● PROBLEM TO SOLVE: Reproduce each of the items below word for word, leaving out the pictures.

● EXTRACTED DATA:
------------------------------------------------------------

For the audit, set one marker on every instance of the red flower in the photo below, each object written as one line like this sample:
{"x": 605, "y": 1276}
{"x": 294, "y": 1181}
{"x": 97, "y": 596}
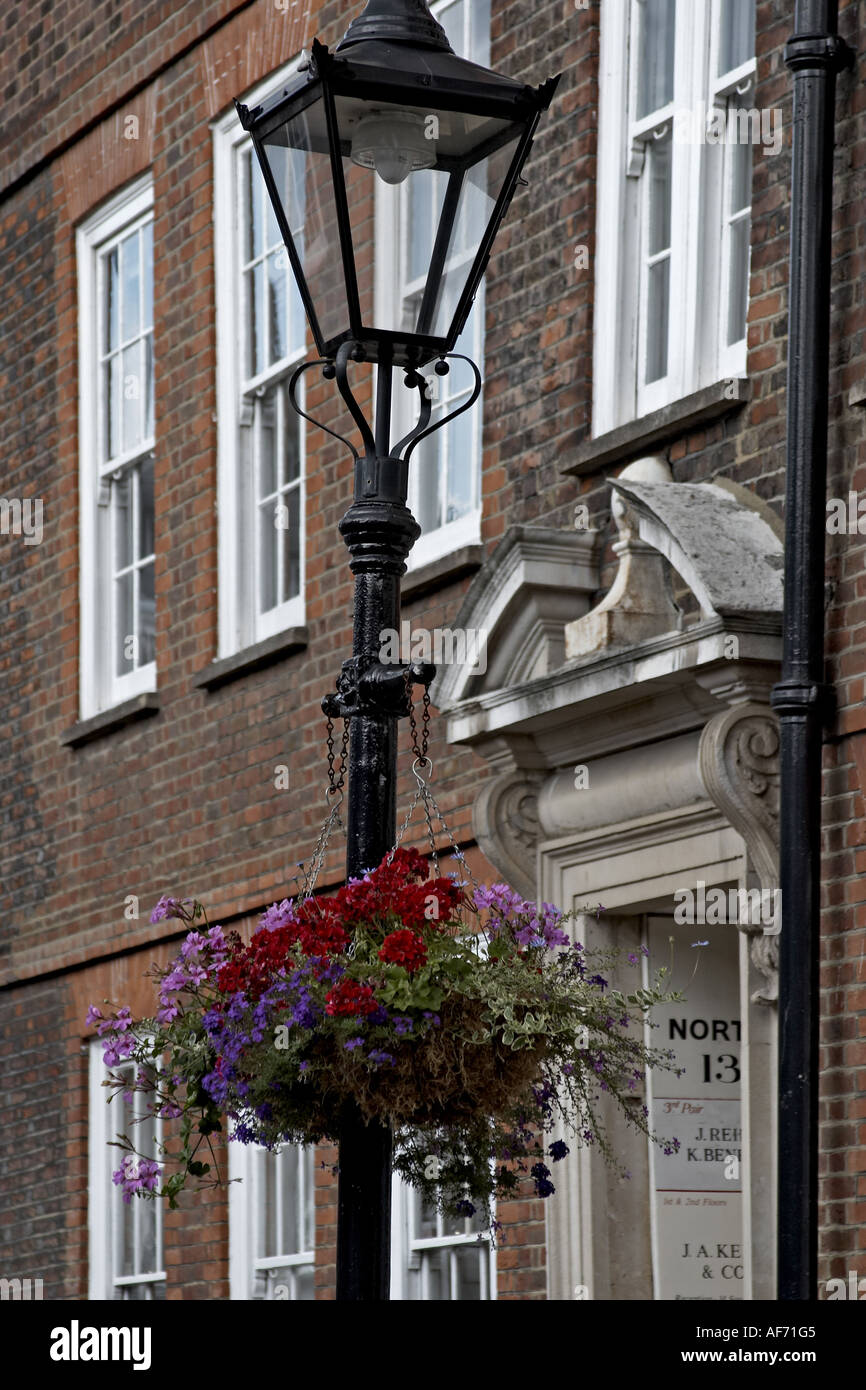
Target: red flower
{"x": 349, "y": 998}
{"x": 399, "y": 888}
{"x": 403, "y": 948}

------------------------------------------------------------

● SOLUTION FOR THIS PROBLEM:
For the audit, set one marker on every instance of the red flower in the photo below, each object written as one line like this sample:
{"x": 605, "y": 1276}
{"x": 294, "y": 1181}
{"x": 97, "y": 596}
Target: red flower
{"x": 349, "y": 998}
{"x": 399, "y": 888}
{"x": 403, "y": 948}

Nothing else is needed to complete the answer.